- About this task:
Please give back, word for word, only the lines starting at the one containing "Target: race bib number" and ending at the one containing "Target: turret with spire" within the material below.

- Records provided:
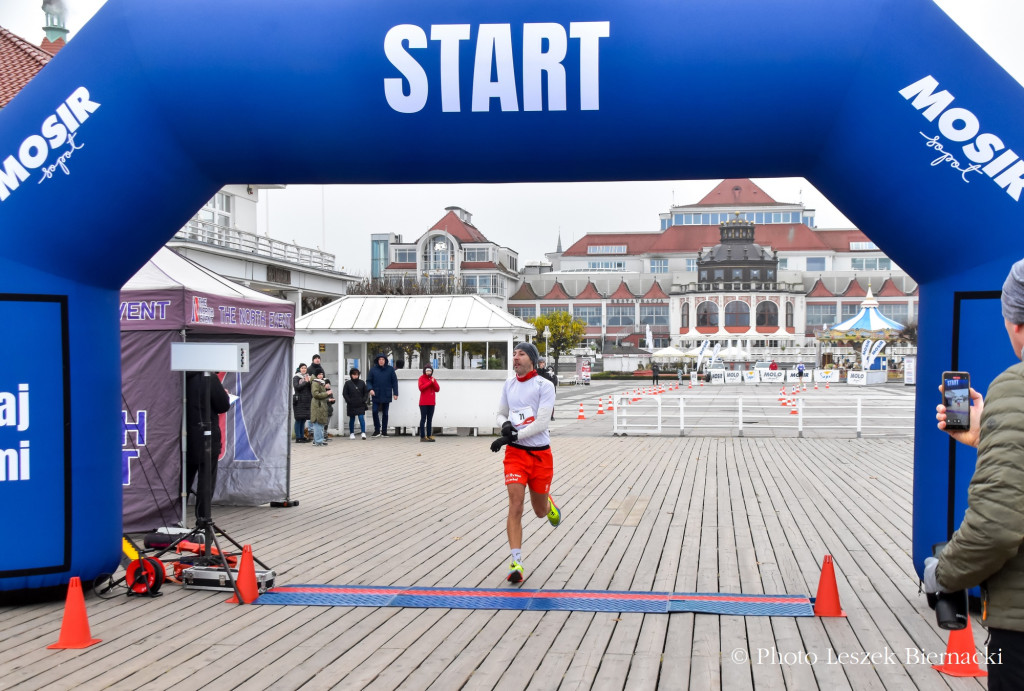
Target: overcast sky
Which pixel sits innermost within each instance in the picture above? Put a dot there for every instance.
(524, 217)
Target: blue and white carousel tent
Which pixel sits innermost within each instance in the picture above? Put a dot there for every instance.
(868, 321)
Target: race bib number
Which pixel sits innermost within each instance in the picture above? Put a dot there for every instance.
(521, 417)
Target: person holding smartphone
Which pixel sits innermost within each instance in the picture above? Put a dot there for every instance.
(987, 549)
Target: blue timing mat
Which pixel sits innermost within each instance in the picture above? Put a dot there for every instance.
(507, 598)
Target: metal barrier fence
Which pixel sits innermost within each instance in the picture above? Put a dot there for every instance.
(682, 415)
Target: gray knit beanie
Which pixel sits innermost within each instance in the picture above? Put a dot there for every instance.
(530, 351)
(1013, 294)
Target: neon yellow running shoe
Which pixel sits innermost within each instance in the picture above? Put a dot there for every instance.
(554, 515)
(515, 572)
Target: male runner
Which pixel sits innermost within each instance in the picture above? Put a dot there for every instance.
(523, 413)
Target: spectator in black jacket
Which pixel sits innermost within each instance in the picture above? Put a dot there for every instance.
(301, 398)
(354, 392)
(195, 446)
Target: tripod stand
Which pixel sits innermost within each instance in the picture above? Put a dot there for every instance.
(212, 554)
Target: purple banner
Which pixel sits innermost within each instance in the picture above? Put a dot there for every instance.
(151, 415)
(177, 308)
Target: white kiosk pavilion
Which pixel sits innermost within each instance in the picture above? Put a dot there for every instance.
(466, 339)
(868, 324)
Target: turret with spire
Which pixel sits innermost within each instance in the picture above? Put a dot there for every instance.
(56, 33)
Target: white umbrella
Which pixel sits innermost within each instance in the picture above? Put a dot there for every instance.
(733, 353)
(669, 353)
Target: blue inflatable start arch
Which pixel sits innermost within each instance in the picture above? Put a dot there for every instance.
(885, 105)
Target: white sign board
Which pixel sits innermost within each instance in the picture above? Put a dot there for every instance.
(772, 376)
(210, 356)
(910, 370)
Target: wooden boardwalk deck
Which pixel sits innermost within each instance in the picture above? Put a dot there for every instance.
(694, 514)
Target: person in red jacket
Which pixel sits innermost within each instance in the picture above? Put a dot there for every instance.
(428, 388)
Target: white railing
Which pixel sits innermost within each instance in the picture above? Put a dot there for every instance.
(675, 415)
(242, 241)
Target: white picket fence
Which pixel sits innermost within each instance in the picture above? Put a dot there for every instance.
(688, 415)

- Solution to this problem:
Target: race bib number
Which pixel sits innermost within each instance in the picture above? Put a dot there for every instance.
(521, 417)
Target: person holding smartphone
Which pixel sits innermost within each instance in the picture above? Put a dot there for every instance.
(987, 549)
Target: blue timing mat
Which pixel sits innermost within each instance in the picture above? Put a dot there for every instance.
(507, 598)
Target: metal barrier fence
Which pixel sits innermost within each instance in the picture above? Put a dot there for every instance.
(682, 415)
Target: gray knit beanie
Which pixel sits innermost within each instance in the picture above? Put a dot there for every instance.
(530, 351)
(1013, 294)
Target: neon yellow running shoe
Which pixel sits innermost within each instance in the picture above? Put a dot there for every instance.
(554, 515)
(515, 572)
Target: male runner
Which pixel sits innermost within each instance in the picture above? Put a dot there for every instance.
(523, 413)
Target: spectator in black jacket
Which pixel sits innermost within each instance in the picture above? Put a dot there for every instance.
(301, 398)
(354, 392)
(195, 446)
Target: tripod stand
Which pixel sits innermost within each instance in the picture above? Put a dot there for every instance.
(212, 554)
Target: purple banner
Which pixel sits innermost within each instance in the picture above? Put a dot there for every instance.
(151, 415)
(177, 308)
Target: white kiosk pavilion
Which pixel sits innermost within each instance in the picture above? Put a dot there for every instance.
(466, 339)
(868, 324)
Target: turret with spire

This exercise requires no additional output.